» Supplied text

>>>>

That is highly unlikely unless you did something ridiculous to them.


----------



## Flava0ne (Jun 7, 2012)

Aquinus said:


> The IMC is on the CPU on 1366 chips, not the X58 chipset. It sounds like you've RMA'ed a lot of things. Does it crash when the system is idle or only under load? Also have you tried downclocking your memory down to 1066 and having the timings match JEDEC for that speed? Theoretically, if your IMC is to blame putting less stress on the IMC should help.
> 
> Also have you tried underclocking everything that is in the CPU? How is stability at lets say 1ghz slower than stock at stock voltages? If it remains stable at the lower clocks it very well could be your 980x. That would be a sad day.
> 
> ...



Intel replaced my 980 with a brand new one and I haven't overclocked it at all since I installed it. Everything's been on stock default settings in the BIOS. Only thing I changed was for my on-board SATA controller, IDE to AHCI for my RevoDrive.

My memory is all on stock default at 1066MHz ATM, but everything is on Auto, timings, voltages, etc. I'll try setting the timings manually according to what CPU-Z shows.

It only freezes once I install the nVidia GeForce drivers on reboot on the Windows boot screen. I pretty much have all other drivers including programs that I regularly use including Photoshop with no problems at all.

And yes, I'm booting off my RevoDrive.


----------



## Aquinus (Jun 7, 2012)

Flava0ne said:


> Intel replaced my 980 with a brand new one and I haven't overclocked it at all since I installed it. Everything's been on stock default settings in the BIOS. Only thing I changed was for my on-board SATA controller, IDE to AHCI for my RevoDrive.
> 
> My memory is all on stock default at 1066MHz ATM, but everything is on Auto, timings, voltages, etc. I'll try setting the timings manually according to what CPU-Z shows.
> 
> ...



I've heard of strange issues with booting off of revo drives, but I doubt that is related. I read that you were thinking about trying a different video card ideally one that isn't a nVidia card, because it could be drivers and how they react with your setup. Do you have another video card to try? Also if you have a free drive, could you try installing Windows and booting off a regular SATA drive? It sounds like you've been booting off of the revo drive every time and you've replaced just about everything.

Also what is in your first full size PCI-E slot? Would it happen to be the revo drive?


----------



## Flava0ne (Jun 8, 2012)

Aquinus said:


> I've heard of strange issues with booting off of revo drives, but I doubt that is related. I read that you were thinking about trying a different video card ideally one that isn't a nVidia card, because it could be drivers and how they react with your setup. Do you have another video card to try? Also if you have a free drive, could you try installing Windows and booting off a regular SATA drive? It sounds like you've been booting off of the revo drive every time and you've replaced just about everything.
> 
> Also what is in your first full size PCI-E slot? Would it happen to be the revo drive?



I installed Windows on a spare SATA HDD both with the Revo installed and not installed, and my system still locked up on the Windows boot screen after the graphics driver installation.

<<<<

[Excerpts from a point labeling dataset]
>>>>

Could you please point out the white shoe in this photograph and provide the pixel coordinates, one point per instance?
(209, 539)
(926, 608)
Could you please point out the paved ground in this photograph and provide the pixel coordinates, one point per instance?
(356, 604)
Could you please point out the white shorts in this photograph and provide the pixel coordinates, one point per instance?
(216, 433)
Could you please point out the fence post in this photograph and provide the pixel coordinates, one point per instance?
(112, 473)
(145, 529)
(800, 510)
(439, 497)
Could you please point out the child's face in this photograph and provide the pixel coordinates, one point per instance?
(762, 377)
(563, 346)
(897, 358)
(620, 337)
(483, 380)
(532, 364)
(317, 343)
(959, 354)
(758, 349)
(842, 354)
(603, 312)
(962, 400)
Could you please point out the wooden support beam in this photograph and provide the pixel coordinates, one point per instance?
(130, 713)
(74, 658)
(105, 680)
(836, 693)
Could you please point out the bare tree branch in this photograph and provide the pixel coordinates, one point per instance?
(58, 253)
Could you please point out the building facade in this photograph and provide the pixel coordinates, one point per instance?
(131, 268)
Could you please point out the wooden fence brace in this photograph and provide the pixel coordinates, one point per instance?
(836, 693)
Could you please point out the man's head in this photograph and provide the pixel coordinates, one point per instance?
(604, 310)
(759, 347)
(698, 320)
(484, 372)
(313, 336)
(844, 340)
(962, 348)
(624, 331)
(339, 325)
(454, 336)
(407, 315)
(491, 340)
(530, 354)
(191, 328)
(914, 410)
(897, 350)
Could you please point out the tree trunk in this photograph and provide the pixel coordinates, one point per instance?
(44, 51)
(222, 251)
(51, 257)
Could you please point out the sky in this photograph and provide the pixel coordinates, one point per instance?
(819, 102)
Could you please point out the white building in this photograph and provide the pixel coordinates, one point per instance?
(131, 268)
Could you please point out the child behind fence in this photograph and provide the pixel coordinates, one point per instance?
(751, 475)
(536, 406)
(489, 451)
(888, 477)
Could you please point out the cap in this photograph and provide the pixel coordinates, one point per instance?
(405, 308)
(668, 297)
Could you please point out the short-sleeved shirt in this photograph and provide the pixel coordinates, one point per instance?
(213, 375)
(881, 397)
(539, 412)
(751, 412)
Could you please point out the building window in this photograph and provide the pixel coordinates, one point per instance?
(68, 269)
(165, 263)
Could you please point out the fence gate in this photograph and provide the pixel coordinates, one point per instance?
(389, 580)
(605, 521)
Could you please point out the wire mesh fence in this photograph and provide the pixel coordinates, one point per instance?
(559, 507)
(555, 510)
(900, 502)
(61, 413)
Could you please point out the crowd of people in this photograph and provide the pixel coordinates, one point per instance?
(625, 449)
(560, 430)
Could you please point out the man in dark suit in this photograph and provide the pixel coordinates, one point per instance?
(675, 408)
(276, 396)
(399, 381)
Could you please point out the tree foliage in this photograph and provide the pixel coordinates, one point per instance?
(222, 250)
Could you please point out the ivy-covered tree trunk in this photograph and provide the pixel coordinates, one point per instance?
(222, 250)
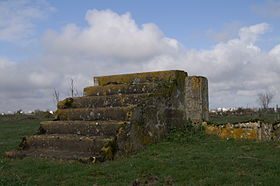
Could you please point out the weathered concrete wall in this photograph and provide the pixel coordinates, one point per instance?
(196, 98)
(248, 130)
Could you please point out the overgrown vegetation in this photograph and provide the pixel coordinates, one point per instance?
(265, 116)
(185, 158)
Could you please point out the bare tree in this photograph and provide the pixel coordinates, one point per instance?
(264, 99)
(55, 96)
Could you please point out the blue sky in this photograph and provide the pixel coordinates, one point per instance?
(44, 43)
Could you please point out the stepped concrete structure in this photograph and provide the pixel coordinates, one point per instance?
(118, 116)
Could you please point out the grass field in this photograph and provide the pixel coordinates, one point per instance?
(189, 158)
(265, 117)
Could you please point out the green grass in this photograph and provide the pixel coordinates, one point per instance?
(266, 117)
(187, 158)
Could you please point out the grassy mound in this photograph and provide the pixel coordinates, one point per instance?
(188, 157)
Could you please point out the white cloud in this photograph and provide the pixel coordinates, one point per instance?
(17, 17)
(113, 43)
(268, 9)
(110, 35)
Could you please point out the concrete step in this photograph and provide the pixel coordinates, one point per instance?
(89, 114)
(68, 142)
(123, 89)
(136, 78)
(104, 101)
(85, 128)
(86, 157)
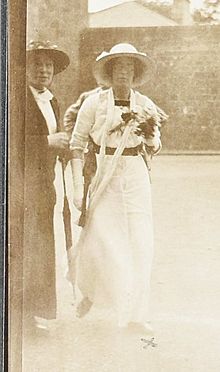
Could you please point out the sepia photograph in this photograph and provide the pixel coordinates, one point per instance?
(113, 186)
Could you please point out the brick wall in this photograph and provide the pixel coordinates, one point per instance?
(186, 85)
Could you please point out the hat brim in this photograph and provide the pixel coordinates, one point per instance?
(145, 68)
(60, 59)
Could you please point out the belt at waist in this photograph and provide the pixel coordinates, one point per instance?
(129, 151)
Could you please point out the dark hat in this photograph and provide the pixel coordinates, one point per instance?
(59, 58)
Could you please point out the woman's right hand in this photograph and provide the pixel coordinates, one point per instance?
(59, 140)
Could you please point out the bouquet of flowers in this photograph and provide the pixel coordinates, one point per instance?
(143, 121)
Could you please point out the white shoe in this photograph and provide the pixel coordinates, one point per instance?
(83, 307)
(143, 328)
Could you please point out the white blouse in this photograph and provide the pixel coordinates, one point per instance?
(92, 116)
(43, 101)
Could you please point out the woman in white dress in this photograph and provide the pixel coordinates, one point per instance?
(116, 243)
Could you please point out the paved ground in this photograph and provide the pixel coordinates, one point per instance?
(185, 302)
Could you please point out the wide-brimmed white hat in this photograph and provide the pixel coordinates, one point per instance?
(144, 64)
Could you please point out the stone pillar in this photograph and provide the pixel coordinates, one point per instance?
(16, 102)
(60, 22)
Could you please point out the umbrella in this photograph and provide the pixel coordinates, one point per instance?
(71, 253)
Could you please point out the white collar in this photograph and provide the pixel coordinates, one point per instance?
(45, 96)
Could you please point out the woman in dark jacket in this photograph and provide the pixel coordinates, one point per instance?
(44, 141)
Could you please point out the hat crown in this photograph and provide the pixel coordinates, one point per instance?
(123, 48)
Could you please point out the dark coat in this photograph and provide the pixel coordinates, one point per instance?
(39, 201)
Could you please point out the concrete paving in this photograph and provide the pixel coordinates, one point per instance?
(185, 299)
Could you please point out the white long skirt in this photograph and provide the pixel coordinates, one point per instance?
(116, 246)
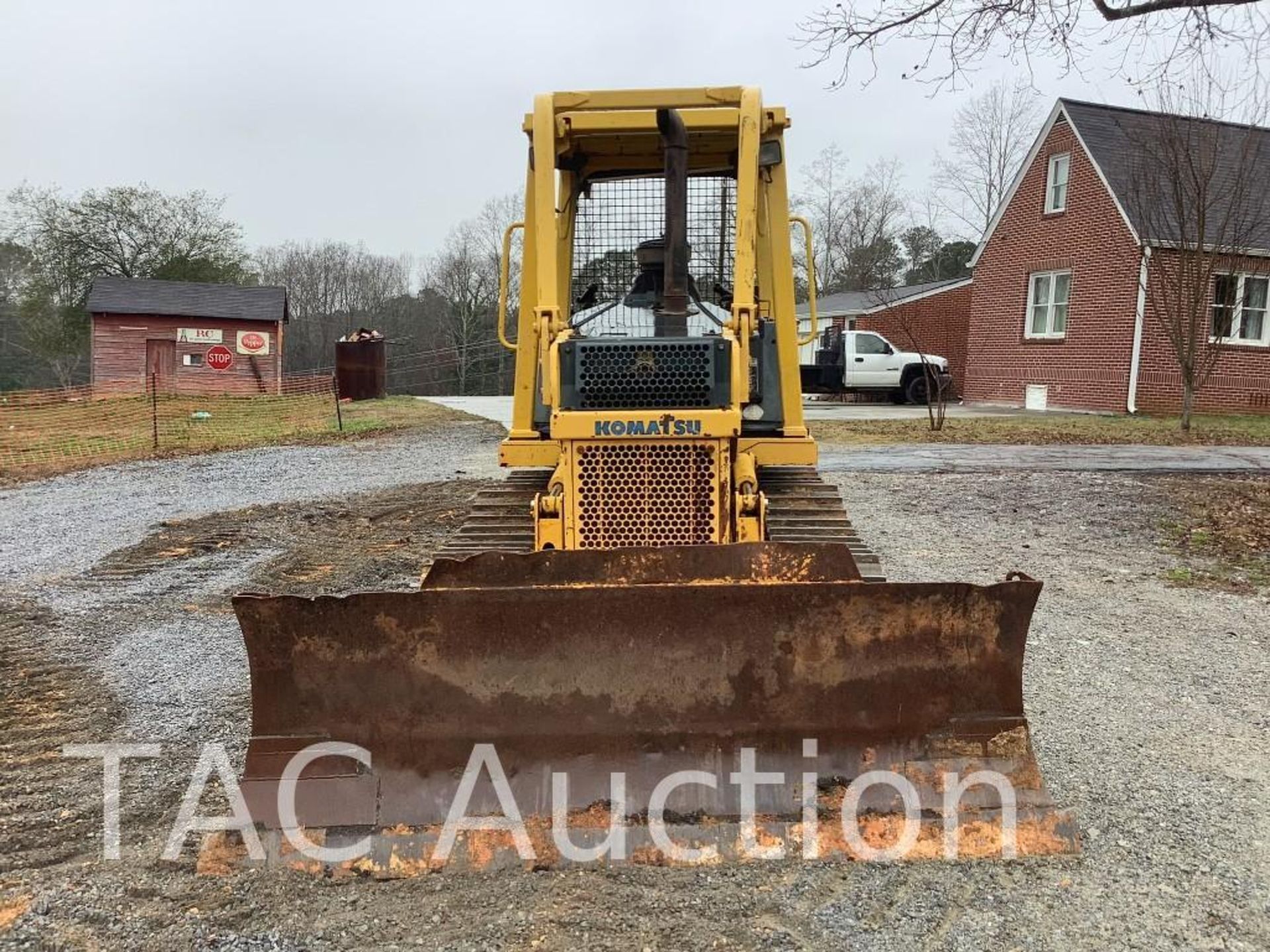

<<<<

» Written tasks
**a.** Put this sentence from the forum thread about the freezing computer into Spanish: "Intel replaced my 980 with a brand new one and I haven't overclocked it at all since I installed it."
**b.** Transcribe the stretch of the forum thread from "That is highly" through "IMC should help.".
This material has nothing to do with the forum thread about the freezing computer.

» Task-by-task solutions
**a.** Intel reemplazó mi 980 por uno completamente nuevo y no lo he overclockeado en absoluto desde que lo instalé.

**b.**
That is highly unlikely unless you did something ridiculous to them.


----------



## Flava0ne (Jun 7, 2012)

Aquinus said:


> The IMC is on the CPU on 1366 chips, not the X58 chipset. It sounds like you've RMA'ed a lot of things. Does it crash when the system is idle or only under load? Also have you tried downclocking your memory down to 1066 and having the timings match JEDEC for that speed? Theoretically, if your IMC is to blame putting less stress on the IMC should help.